**Dataset entries**:
········

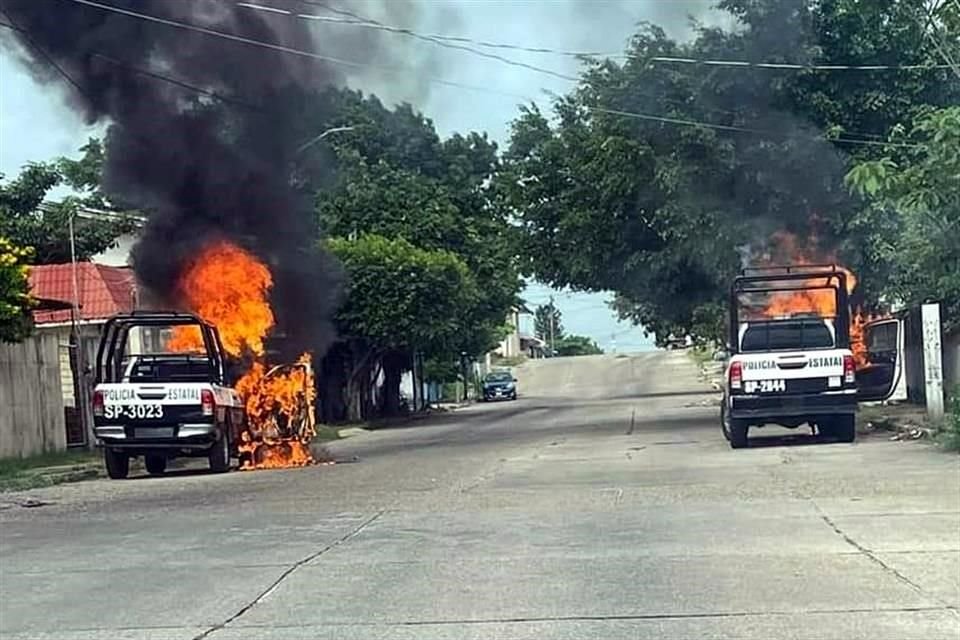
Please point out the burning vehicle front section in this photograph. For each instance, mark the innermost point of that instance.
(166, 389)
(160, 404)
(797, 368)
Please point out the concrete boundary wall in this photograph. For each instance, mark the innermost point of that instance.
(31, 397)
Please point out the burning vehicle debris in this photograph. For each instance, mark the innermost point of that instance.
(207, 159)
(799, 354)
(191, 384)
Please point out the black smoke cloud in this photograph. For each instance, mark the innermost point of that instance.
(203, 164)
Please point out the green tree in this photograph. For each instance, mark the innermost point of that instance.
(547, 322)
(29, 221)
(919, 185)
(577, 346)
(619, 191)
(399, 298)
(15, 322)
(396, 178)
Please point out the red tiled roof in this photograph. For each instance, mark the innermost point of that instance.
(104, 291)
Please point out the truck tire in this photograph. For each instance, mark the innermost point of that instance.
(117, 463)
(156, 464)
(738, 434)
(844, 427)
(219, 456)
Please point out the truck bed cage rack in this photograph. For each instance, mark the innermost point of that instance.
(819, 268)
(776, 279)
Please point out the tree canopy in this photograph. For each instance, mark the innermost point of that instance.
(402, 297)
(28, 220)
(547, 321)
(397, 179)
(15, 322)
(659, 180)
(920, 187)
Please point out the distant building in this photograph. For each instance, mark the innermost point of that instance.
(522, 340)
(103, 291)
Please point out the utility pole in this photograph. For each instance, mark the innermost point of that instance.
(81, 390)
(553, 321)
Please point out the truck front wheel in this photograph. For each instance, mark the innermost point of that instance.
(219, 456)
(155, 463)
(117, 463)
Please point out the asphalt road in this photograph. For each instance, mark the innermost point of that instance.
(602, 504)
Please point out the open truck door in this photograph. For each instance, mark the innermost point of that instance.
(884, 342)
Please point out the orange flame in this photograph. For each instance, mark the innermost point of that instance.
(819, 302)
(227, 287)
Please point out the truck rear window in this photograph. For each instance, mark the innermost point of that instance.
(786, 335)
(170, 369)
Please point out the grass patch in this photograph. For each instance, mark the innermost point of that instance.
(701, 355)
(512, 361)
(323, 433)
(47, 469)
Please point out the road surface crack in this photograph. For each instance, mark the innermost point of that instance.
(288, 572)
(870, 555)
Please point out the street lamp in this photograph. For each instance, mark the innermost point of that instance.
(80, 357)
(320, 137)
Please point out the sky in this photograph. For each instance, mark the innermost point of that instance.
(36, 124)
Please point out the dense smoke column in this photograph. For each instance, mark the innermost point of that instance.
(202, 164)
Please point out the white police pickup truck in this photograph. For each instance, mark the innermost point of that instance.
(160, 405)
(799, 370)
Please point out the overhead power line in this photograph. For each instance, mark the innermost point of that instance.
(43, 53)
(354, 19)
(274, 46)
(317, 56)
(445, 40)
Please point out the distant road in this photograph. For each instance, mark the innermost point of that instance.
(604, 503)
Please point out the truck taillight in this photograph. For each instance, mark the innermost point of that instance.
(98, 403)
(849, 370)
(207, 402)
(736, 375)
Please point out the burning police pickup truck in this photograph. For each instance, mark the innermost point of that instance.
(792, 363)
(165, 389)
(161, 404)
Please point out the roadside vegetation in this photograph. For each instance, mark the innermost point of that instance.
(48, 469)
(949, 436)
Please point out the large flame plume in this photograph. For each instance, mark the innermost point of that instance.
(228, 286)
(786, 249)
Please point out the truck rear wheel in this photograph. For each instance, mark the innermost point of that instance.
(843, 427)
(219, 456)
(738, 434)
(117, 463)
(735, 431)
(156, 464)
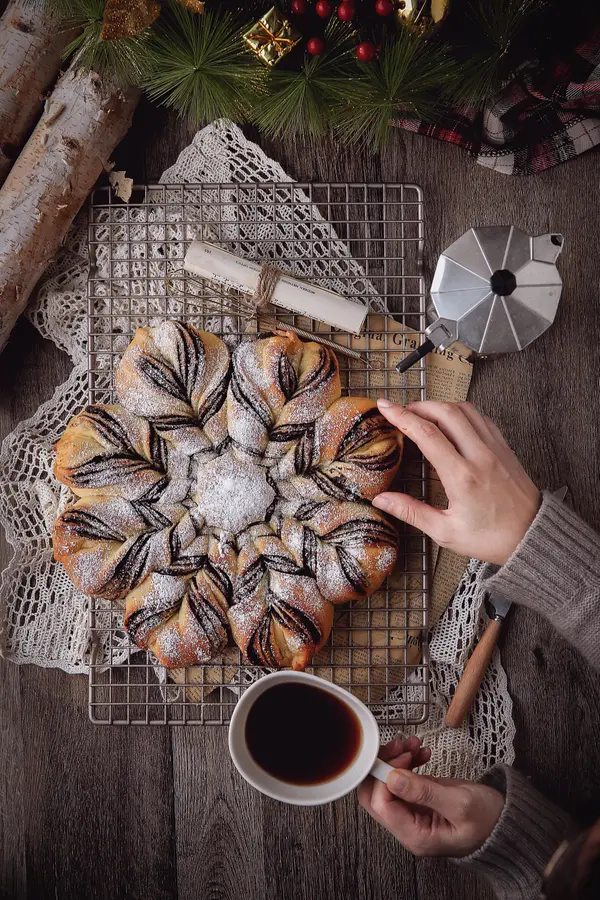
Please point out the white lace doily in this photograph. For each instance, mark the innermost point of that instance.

········

Give back the data exactly. Pictures stay out.

Please point out the burning vehicle front section in this photograph. For each instance, mark the innermost point of that instance.
(166, 389)
(160, 404)
(797, 368)
Please point out the concrete boundary wall in this photograph. For each instance, mark the innermost point of that instance.
(31, 397)
Please point out the burning vehicle debris in this photograph. For each instance, mark the innermost point of that instance.
(207, 159)
(799, 354)
(191, 384)
Please point out the black smoke cloud in this photograph. For each instance, mark the innermost point of that instance.
(203, 164)
Please point out the green tree in this photograph. For each instance, mark the innermost point of that instance.
(547, 322)
(29, 221)
(919, 185)
(577, 346)
(619, 191)
(399, 298)
(15, 322)
(396, 178)
Please point out the red tiled roof in this photograph. For each instance, mark the innermost point of that instance.
(104, 291)
Please point out the truck tire in this photograph. For each instance, mark the innermost point of that instance.
(117, 463)
(156, 464)
(738, 434)
(844, 427)
(219, 456)
Please point out the truck bed cage rack in this photograph. For each instance, mark the innermost point of that instance.
(819, 268)
(776, 279)
Please point out the tree canopy in this photograph. For each instance, mark the innermost point of that instance.
(402, 297)
(28, 220)
(547, 321)
(397, 179)
(15, 322)
(659, 180)
(920, 187)
Please point out the distant building in this photograph. For each instance, mark the innermost point of that instance.
(522, 340)
(103, 291)
Please point out the utility pole in this photograph. For each instance, mark the innermost point of that instance.
(81, 390)
(553, 321)
Please point out the truck front wheel in this photograph. For each instance, mark the innermost point of that instance.
(219, 456)
(155, 463)
(117, 463)
Please point out the asphalt road in this photograph. For each instance, mark the innermost point of that instance.
(602, 504)
Please point out the open truck door in this photograph. For each instance, mark the innermost point of that instance.
(884, 342)
Please point out the orange flame in this photograph. For each instance, mark the innermost point of that instance.
(819, 302)
(227, 287)
Please point out the truck rear window in this photograph. For each instance, mark the innermost point of that instance.
(786, 335)
(170, 369)
Please point out the grass patch in this photograph. For each instance, mark the innermost point of that instance.
(701, 355)
(512, 361)
(323, 433)
(47, 469)
Please point out the road surface crack in this photograph. For each instance, mark the innermost point of that instance.
(288, 572)
(870, 555)
Please point out the street lamp in this photograph. For each instance, mark the innermost point of that instance.
(80, 357)
(320, 137)
Please point out the sky in this photograph. For each instance, mark the innermost point of that instance.
(36, 124)
Please point out the dense smoke column in this photograph. For each instance, mark the innermost point of that instance.
(202, 164)
Please point out the white police pickup truck in this photograph. For each instance, mark the innermost point of that instance.
(160, 405)
(799, 370)
Please point out the overhead power line in this photograph. For each instance, mark the innermost point of that instance.
(43, 53)
(354, 19)
(274, 46)
(317, 56)
(445, 40)
Please point out the distant road in this photograph. For each instance, mark the innermost point of that instance.
(604, 503)
Please point out the truck taillight in this photograph. For each instance, mark the innermost point of that instance.
(98, 403)
(849, 370)
(207, 402)
(736, 375)
Please point out the burning police pickup truck in this photograph. For each instance, mark the innermost point of that instance.
(792, 363)
(165, 389)
(161, 404)
Please point out the roadside vegetation in this photograph. For each instance, mark the innermost point of that instance.
(48, 469)
(949, 436)
Please point out the large flame plume in this photograph. For each instance, mark the innermost point of that instance.
(228, 286)
(786, 249)
Please point out the truck rear wheel in this photograph. For each instance, mark the innermost point of that instance.
(843, 427)
(219, 456)
(738, 434)
(117, 463)
(735, 431)
(156, 464)
Please point out the white lace doily in this photograph. For each instance, mark the innermost point of that instance.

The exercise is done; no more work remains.